- **Short task**: Repeat every line of the records below word for word, in their original order.

☆ ☆ ☆

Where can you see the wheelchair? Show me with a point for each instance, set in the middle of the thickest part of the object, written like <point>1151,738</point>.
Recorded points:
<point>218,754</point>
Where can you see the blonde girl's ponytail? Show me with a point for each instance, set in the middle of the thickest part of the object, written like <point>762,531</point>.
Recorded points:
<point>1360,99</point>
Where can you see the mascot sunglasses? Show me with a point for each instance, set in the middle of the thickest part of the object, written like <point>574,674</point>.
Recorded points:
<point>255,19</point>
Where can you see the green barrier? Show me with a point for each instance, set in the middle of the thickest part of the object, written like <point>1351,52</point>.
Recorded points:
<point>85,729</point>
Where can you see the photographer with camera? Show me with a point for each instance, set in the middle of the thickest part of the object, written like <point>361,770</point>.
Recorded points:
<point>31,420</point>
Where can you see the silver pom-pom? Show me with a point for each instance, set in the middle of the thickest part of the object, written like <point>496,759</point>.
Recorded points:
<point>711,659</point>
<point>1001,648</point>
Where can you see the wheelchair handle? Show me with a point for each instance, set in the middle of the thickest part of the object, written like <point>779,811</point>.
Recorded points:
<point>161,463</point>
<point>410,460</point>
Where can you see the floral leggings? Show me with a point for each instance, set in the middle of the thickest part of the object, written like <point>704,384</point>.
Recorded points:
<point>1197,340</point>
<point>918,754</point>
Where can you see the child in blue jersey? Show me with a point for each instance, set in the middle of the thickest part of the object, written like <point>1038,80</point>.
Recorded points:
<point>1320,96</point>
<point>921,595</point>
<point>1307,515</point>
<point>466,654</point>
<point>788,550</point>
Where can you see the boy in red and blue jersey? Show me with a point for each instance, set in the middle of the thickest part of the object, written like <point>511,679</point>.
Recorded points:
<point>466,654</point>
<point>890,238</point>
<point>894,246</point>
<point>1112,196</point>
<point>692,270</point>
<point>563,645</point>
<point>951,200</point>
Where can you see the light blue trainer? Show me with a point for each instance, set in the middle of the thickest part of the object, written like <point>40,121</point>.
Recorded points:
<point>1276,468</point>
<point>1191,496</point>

☆ ☆ ☆

- **Response to the exercise**:
Where can you see the wheelchair? Show me with a point for each instance, set in the middle of the thickest part of the object, written like <point>1151,738</point>.
Recorded points:
<point>218,754</point>
Where can you see the blonde girl's ponytail? Show me with a point for each instance, set in the middle of the thickest part of the object, written like <point>762,531</point>.
Recorded points:
<point>1360,99</point>
Where can you see the mascot sunglasses? Show me with a point for each instance, set in the middle of the thickest part of the object, written like <point>574,674</point>.
Recorded points:
<point>255,19</point>
Where can you see the green barrier? Show me with a point for each instance, set in the middle of the thickest part of the object, written like <point>1351,52</point>.
Recorded points:
<point>85,729</point>
Where can you see the photographer with camera? Show me with a point for each instance, set in the middle of the thickest part of the object, written like <point>361,770</point>.
Recorded points:
<point>31,420</point>
Where can you see the silver pom-pom? Show me with a point for each instance, set in the middle of the thickest part of the object, written like <point>496,759</point>.
Recorded points:
<point>711,659</point>
<point>1001,648</point>
Where can you see the wheelchair handle? Show me with a point for each instance, set in the middle of the thickest part of the object, written like <point>779,811</point>.
Recorded points:
<point>161,463</point>
<point>410,460</point>
Where can you see the floral leggings? Show me with a point for each instance, set in the middle of the thickest part of the object, written like <point>704,384</point>.
Recorded points:
<point>1197,340</point>
<point>918,754</point>
Where can you see the child in blue jersey? Show me with a point for each instance, set in the middle of the thickest part of the object, written like <point>1038,80</point>.
Recorded points:
<point>1320,96</point>
<point>921,595</point>
<point>1307,515</point>
<point>466,654</point>
<point>788,550</point>
Where can you see the boy in red and blue jersey? Show me with a point for each instance, set in the middle of the thickest part of the object, written like <point>511,679</point>.
Recorded points:
<point>466,654</point>
<point>890,238</point>
<point>894,246</point>
<point>1112,196</point>
<point>692,270</point>
<point>563,645</point>
<point>951,200</point>
Where can you see the light blue trainer? Show me with a point for each instance, set in the middle of the thickest part of the object, written like <point>40,121</point>.
Recorded points:
<point>1276,468</point>
<point>1191,496</point>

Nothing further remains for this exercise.